_WHAT YOU ARE ASKED TO DO_: Write out all of the entries that follow, word for word, but skip the pictures.

(Records of labeled points)
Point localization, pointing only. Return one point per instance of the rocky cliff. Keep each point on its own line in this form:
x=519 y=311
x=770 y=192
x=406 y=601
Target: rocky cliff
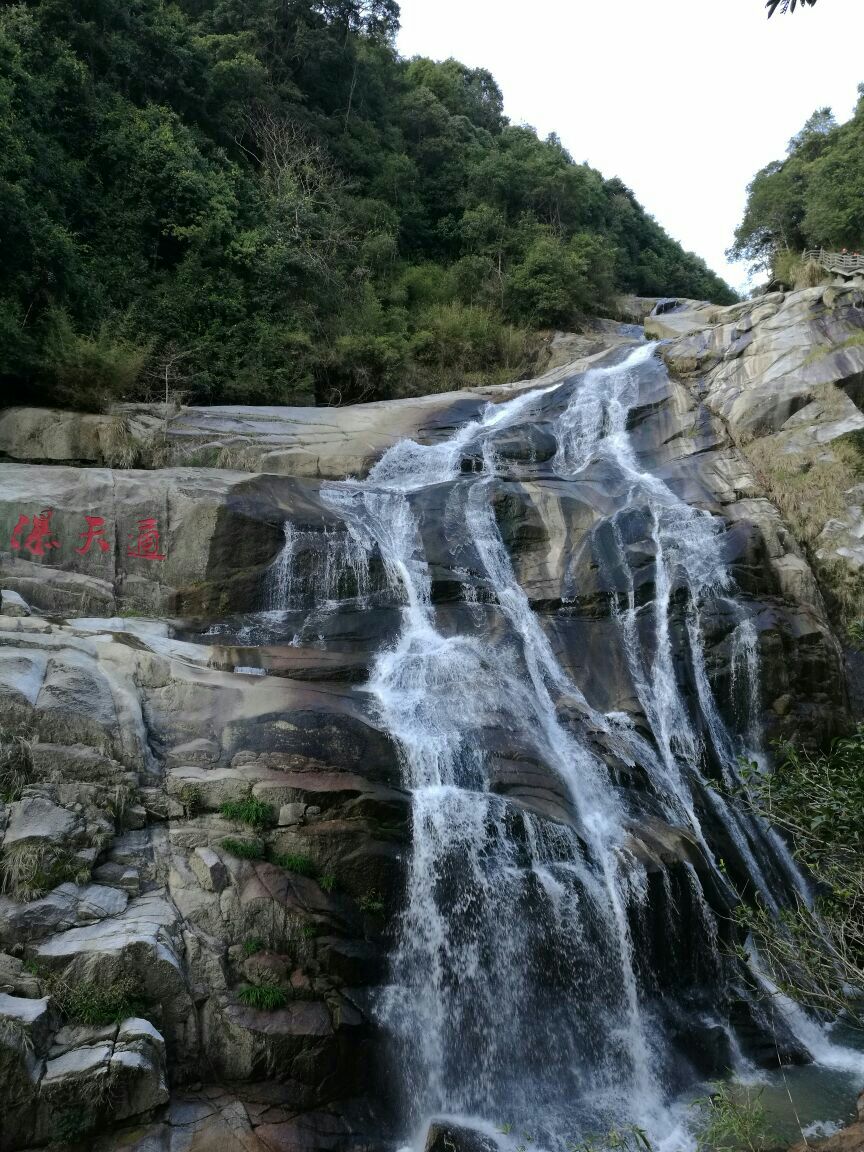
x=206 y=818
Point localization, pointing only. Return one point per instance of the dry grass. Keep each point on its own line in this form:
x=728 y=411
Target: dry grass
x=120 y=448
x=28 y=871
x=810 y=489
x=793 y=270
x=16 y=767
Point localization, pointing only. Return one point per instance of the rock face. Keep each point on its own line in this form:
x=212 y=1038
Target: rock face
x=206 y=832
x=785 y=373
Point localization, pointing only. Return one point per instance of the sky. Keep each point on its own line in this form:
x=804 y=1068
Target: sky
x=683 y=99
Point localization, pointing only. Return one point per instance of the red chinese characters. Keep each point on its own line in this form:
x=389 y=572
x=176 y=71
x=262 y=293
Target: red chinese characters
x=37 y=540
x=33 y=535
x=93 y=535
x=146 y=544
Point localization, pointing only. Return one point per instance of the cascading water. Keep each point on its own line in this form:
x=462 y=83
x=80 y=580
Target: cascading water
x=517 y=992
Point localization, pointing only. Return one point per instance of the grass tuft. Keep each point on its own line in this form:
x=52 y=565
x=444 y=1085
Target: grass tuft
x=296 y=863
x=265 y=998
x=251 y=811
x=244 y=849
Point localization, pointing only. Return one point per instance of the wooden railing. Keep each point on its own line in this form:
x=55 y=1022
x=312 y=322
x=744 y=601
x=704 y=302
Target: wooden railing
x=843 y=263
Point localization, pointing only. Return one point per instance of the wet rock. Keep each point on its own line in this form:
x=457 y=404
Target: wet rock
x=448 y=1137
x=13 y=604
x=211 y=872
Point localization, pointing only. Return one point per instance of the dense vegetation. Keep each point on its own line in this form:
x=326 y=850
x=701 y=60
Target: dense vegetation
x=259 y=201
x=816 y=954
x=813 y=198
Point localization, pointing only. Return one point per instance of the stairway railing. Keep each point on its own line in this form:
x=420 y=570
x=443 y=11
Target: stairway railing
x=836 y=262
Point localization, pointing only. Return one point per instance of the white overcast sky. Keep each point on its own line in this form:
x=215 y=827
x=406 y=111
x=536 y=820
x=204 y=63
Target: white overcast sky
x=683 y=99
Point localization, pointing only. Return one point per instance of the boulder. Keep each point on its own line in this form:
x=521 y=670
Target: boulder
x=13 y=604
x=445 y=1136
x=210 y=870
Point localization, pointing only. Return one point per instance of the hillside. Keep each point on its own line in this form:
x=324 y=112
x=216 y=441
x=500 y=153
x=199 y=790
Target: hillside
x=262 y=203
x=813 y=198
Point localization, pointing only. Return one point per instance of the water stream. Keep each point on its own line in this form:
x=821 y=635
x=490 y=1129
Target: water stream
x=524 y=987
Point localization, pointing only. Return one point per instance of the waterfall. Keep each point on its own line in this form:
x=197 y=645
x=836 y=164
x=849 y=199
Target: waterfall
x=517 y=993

_ANSWER IN FULL_:
Point localization, pointing only. Return one point per instance of the rocky cliff. Keep each point on its own line in this form:
x=519 y=311
x=770 y=192
x=406 y=601
Target: rocky cliff
x=206 y=818
Point localization, pointing only. Return one point per instance of the dry grass. Keep each point on its own line in this form:
x=728 y=411
Target: dry grass
x=120 y=448
x=28 y=871
x=810 y=489
x=793 y=270
x=16 y=767
Point localization, pointing only. Return one point per instance of the rock face. Keep each point on its own line in this form:
x=212 y=1038
Target: rock face
x=206 y=832
x=785 y=373
Point localization, pointing only. Return one point per instance of the sky. Keep each point on its own line in this form:
x=804 y=1068
Target: sky
x=683 y=99
Point localization, pointing only. Return one point per instance of the red chinese characters. Keep each point on its own line in this form:
x=389 y=572
x=176 y=71
x=262 y=293
Target: red chinese characters
x=37 y=540
x=33 y=535
x=93 y=535
x=146 y=544
Point localization, pointing only. Return one point per instance of the cascading water. Keep each point on its own line in this form:
x=462 y=83
x=80 y=580
Target: cascading water
x=517 y=992
Point localization, pointing only. Return one point per instance of the grass tuft. Keep each point on its own line in this form:
x=52 y=565
x=444 y=1085
Target: grass tuft
x=296 y=863
x=265 y=998
x=251 y=811
x=244 y=849
Point localization, pointing only. Return one point per instance of the wooden railing. Keep each point on its own line in this form:
x=55 y=1022
x=312 y=322
x=744 y=601
x=704 y=302
Target: wooden railing
x=843 y=263
Point localization, pointing only. Return one point per instance of the wet rock. Keep each point on its own line in this form:
x=457 y=404
Target: wet rock
x=448 y=1137
x=13 y=604
x=211 y=872
Point localization, pointing only. Return one point per instance of the dense vegetation. Keep each point on its own line in this form:
x=326 y=850
x=701 y=60
Target: dense vegetation
x=259 y=201
x=816 y=954
x=813 y=198
Point localization, pointing only. Return one point per instance of the stairway railing. Keep each point on its own line in this form:
x=420 y=570
x=443 y=11
Target: stairway railing
x=836 y=262
Point localization, pointing only. Return one point per instance of the white overcast sky. Keep each point on its own line in this form:
x=215 y=827
x=406 y=111
x=536 y=820
x=204 y=63
Target: white overcast sky
x=683 y=99
Point localization, pointing only. Return one point per instance of the boulder. Keep each point on its own line in this form:
x=521 y=670
Target: boulder
x=13 y=604
x=445 y=1136
x=210 y=870
Point localization, pointing only. Return one point per instance of the hillside. Keep each point on its own line in this form:
x=324 y=112
x=216 y=441
x=500 y=153
x=199 y=790
Target: hillside
x=262 y=203
x=813 y=198
Point localization, pointing only. Return one point per instance of the water stream. Keep each point on its own line in this form:
x=821 y=635
x=490 y=1129
Target: water stream
x=524 y=987
Point localization, pointing only. Return one point per instance of the waterfall. Keep each point on its own line in this form:
x=197 y=645
x=836 y=164
x=849 y=199
Target: waterfall
x=517 y=993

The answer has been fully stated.